PROMPT: Update everything from the row containing "Practice step: point out every instance of the washing" down to the row containing "pixel 290 207" by replacing "washing machine" with "clothes dryer", leaving every other word unchanged, and give back only those rows.

________________________

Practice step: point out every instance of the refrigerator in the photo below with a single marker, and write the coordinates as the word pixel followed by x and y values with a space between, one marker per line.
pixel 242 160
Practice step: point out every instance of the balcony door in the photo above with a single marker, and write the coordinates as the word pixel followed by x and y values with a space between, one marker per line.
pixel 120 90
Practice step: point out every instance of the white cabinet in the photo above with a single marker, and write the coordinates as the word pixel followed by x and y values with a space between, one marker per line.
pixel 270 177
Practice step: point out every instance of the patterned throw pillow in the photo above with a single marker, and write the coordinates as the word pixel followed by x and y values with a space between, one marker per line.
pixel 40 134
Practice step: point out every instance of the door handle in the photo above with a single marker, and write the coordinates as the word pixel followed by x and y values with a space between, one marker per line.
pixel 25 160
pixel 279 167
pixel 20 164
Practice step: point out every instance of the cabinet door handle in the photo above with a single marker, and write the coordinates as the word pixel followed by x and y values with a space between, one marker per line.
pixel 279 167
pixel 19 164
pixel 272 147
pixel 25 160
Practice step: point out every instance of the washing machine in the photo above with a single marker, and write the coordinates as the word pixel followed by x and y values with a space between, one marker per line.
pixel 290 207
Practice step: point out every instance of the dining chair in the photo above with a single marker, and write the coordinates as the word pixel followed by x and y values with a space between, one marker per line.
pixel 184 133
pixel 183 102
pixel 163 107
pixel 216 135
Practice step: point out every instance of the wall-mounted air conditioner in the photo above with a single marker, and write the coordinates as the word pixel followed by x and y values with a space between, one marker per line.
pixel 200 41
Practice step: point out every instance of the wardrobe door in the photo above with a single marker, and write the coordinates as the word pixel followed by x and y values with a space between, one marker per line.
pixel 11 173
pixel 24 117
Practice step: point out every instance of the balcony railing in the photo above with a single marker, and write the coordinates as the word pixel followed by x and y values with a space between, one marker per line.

________________________

FULL ANSWER:
Practice step: point out every instance of the clothes dryer in the photo above with a single marker, and write the coordinates as the word pixel followed by x and y values with a space between, one marker per line.
pixel 290 207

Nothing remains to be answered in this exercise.